++++ Source material ++++

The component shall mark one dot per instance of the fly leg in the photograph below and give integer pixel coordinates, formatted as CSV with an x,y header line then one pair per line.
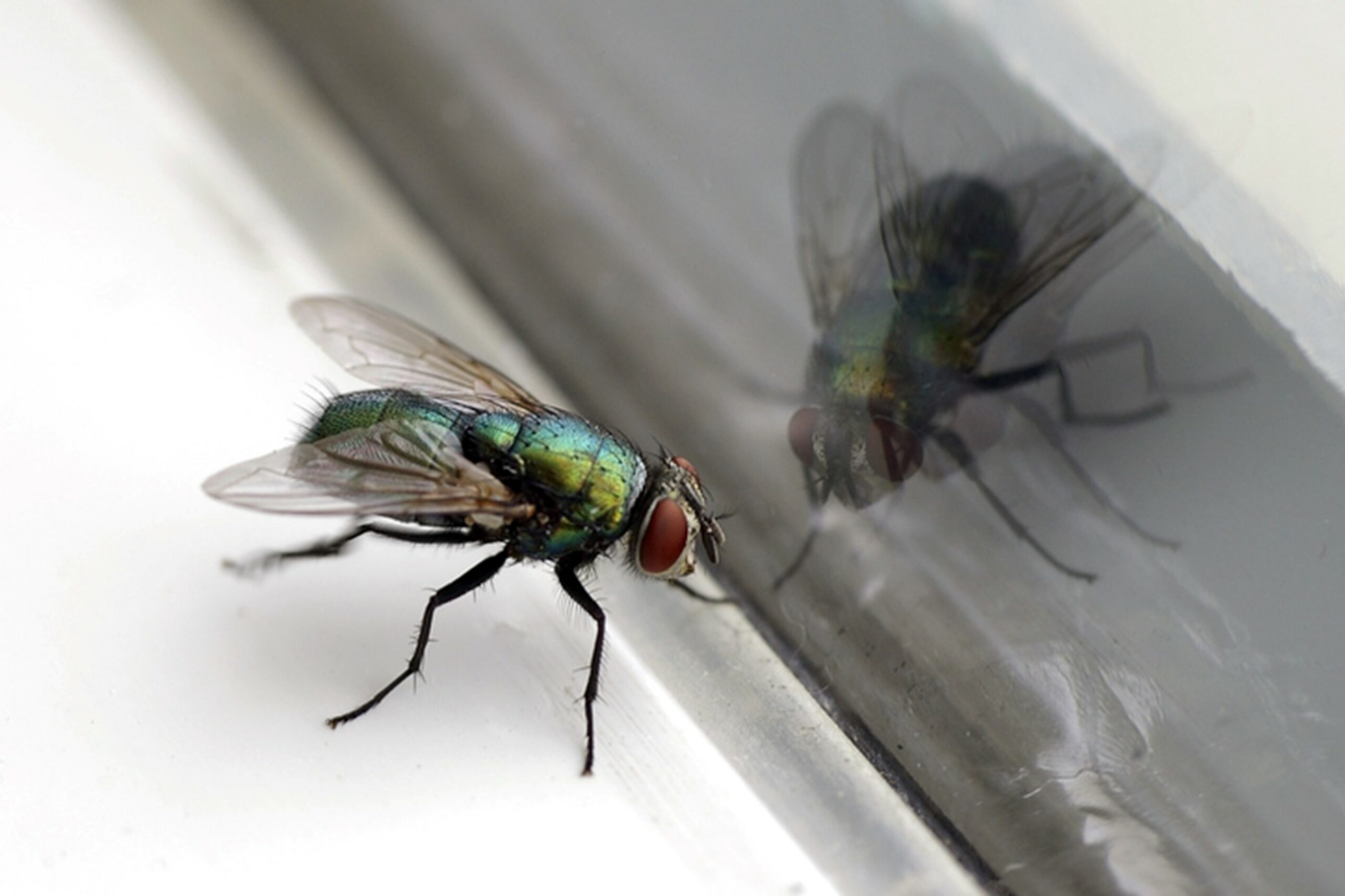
x,y
698,595
1039,418
954,444
332,547
1153,381
467,583
815,501
568,572
1052,367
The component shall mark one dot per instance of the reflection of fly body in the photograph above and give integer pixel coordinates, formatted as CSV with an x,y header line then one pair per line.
x,y
918,241
452,451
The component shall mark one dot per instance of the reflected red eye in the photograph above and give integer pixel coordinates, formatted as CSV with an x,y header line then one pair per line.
x,y
664,537
894,451
802,424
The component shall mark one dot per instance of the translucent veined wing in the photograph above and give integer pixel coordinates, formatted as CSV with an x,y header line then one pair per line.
x,y
385,349
836,205
390,468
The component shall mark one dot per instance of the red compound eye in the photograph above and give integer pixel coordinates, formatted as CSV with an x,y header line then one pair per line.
x,y
802,424
894,452
664,538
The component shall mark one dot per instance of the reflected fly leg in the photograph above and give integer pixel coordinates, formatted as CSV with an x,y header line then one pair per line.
x,y
464,584
1154,382
815,501
1039,418
954,444
333,547
1051,367
568,572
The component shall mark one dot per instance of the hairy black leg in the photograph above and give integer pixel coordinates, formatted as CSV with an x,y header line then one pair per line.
x,y
815,501
1041,420
568,572
335,545
1051,367
954,444
467,583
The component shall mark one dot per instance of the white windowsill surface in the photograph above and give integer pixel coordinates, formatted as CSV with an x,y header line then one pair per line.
x,y
163,722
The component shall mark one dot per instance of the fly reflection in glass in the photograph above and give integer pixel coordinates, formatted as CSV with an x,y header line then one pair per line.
x,y
919,237
450,451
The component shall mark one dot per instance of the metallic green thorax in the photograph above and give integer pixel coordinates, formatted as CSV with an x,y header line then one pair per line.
x,y
884,354
583,480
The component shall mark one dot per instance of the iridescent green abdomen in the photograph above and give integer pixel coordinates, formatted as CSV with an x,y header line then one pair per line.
x,y
584,480
362,409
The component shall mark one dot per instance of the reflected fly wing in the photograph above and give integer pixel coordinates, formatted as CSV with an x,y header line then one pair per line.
x,y
385,349
395,467
1065,205
836,205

++++

Your task:
Could you rewrite all the data above with "component" changed to "system" and nothing else altered, leaving out the picture?

Solution:
The system shall mark one dot per instance of the fly leg in the photograph below and give integer pixel coordinates, formatted as CSV with an x,y header line then one pair per line.
x,y
698,595
1039,418
954,444
332,547
1153,381
467,583
815,501
568,572
1052,367
The system shall mark one dot per instance of the reflection of fly body in the photograph above and give integer pixel coordinates, formatted as CSV with an x,y header line then one pair per line.
x,y
918,241
452,451
The system shall mark one dot per instance of the reflected red eye in the photograph above and give integer pixel coordinates, formatted as CSV with an x,y header line then one pair per line.
x,y
664,537
894,451
802,424
The system shall mark one dot per instance of the translucent veined wing in the photograph above and give integer pixel coordinates, formatted as CSV with an x,y header line then one pair per line.
x,y
385,349
836,205
390,468
The system shall mark one dot per instance of the red compound eye in the photograph above and give integer pixel coordinates, formatted as CSV with an x,y header line then one pair per line.
x,y
802,424
894,452
664,538
The system shall mark one dot per instance of the reflected fly leg in the photograph above and give integer pixel coordinates, formatted as CSV with an x,y header line then one pair per line.
x,y
464,584
1154,382
815,501
1039,418
954,444
333,547
1051,367
568,572
The system shall mark one dot per instance of the hairy black leg in the photograph above and give integer pixel coordinates, formatted as CSV with an x,y header line then one pair per line.
x,y
815,501
1041,420
568,572
335,545
1051,367
954,444
467,583
The system shall mark one dot per instance of the white windowsill surface in the photograph above and give integer pixel coordinates, formatted as CSV with an x,y header line then one pair per line.
x,y
163,722
The system shall mark one dot per instance of the fly reflection in glass in the photograph above and give integer pixel coordinates, formatted as CSV with an x,y header line then one pair per line.
x,y
919,237
450,451
The system shall mark one dot per instance of the metallic green thorax in the photograph above and give integer pixel coordinates, formatted as CSV with an x,y header line then one pair per line.
x,y
884,354
583,480
The system shall mark one dot per instance of the iridescent green abdomen in the photograph above and give integer pixel coordinates, formatted as CSV with an x,y header line then one pair per line.
x,y
584,480
362,409
The system shall mark one dot per instance of the reflected fly wing in the photograph above and give integer pixel coordinates, formatted as CSV with an x,y header line then one pair per line.
x,y
385,349
395,467
1065,205
836,205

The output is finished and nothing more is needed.